▶ [EXCERTO FORNECIDO]
☆ ☆ ☆ ☆

D. SEBASTIÃO EM SERPA
Escreveu um certo João Cascão uma narrativa deveras interessante da viagem que o malogrado rei D. Sebastião fez pelo Alemtejo e Algarve em 1573.
O acolhimento que lhe faziam e á sua comitiva era quasi igual em todas as povoações. As ordenanças com as suas bandeiras receberam o monarcha com salvas e as municipalidades acompanhavam-no procissionalmente conduzindo-o debaixo do pálio, que em mais uma povoação servira ao imperador do Espírito-Santo, emquanto os foguetes e os artificios de fogo estalavam nos ares.
Mascaradas, folias pelas (danças) danças de «ciganas», de «almozonas» e de mulatas, homens formados em soisses, (donde fizemos súcias), mouriscas, arremedos á judenga, representações de autos de sempenhados por castelhanos (em Odemira), constituiam os principaes divertimentos, nos quaes o próprio rei não desdenhava de tomar parte quando se tratava de touradas e caçadas. Pode fazer-se ideia do que seriam aquellas festas comparando-as com os actuaes entrudos. Durante a noite as luminarias nas janellas e as abrricas de alcatrão nas muralhas das villas tentavam rasgar o negrume.
Não escapava o rei de receber á entradada das povoações os salamaleques de qualquer magistrado de eloquencia mais ou menos empolada, o qual todavia não tinha a dita de ver a sua producção nas columnas de nenhum Diario do Governo. Em Moura, onde o rei foi recebido por onze bandeiras de ordenança e duas danças, pronunciou o prior de S. João um discurso em que se dizio o seguinte:
«Os antigos egypcios que em lugar de letras usavão de figuras, quando queriam significar a Deus pintavam um sceptro direito e levantado com um olho em cima dando a entender por esta figura ser Deus justo e ver tudo. Na sagrada Escritura os Reis se chamão Deuses não por natureza mas por imitação.»

☆ ☆ ☆ ☆

▶ [MATERIAL RECOLHIDO]
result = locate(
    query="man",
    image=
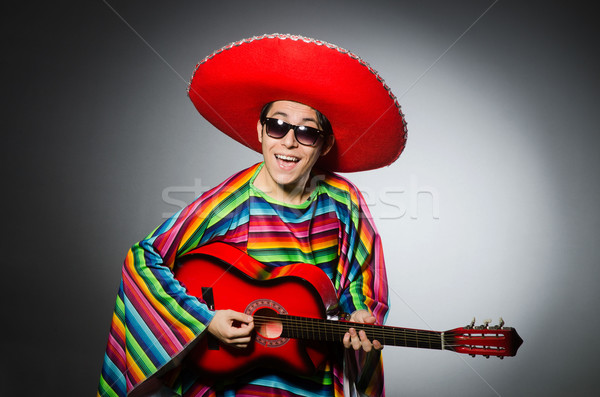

☆ ☆ ☆ ☆

▶ [OBJETIVO]
Pode transcrever, do excerto sobre D. Sebastião, o trecho que começa nas palavras "D. SEBASTIÃO EM" e termina logo depois de "Algarve em 1573."?

▶ [RESULTADO ESPERADO]
D. SEBASTIÃO EM SERPA
Escreveu um certo João Cascão uma narrativa deveras interessante da viagem que o malogrado rei D. Sebastião fez pelo Alemtejo e Algarve em 1573.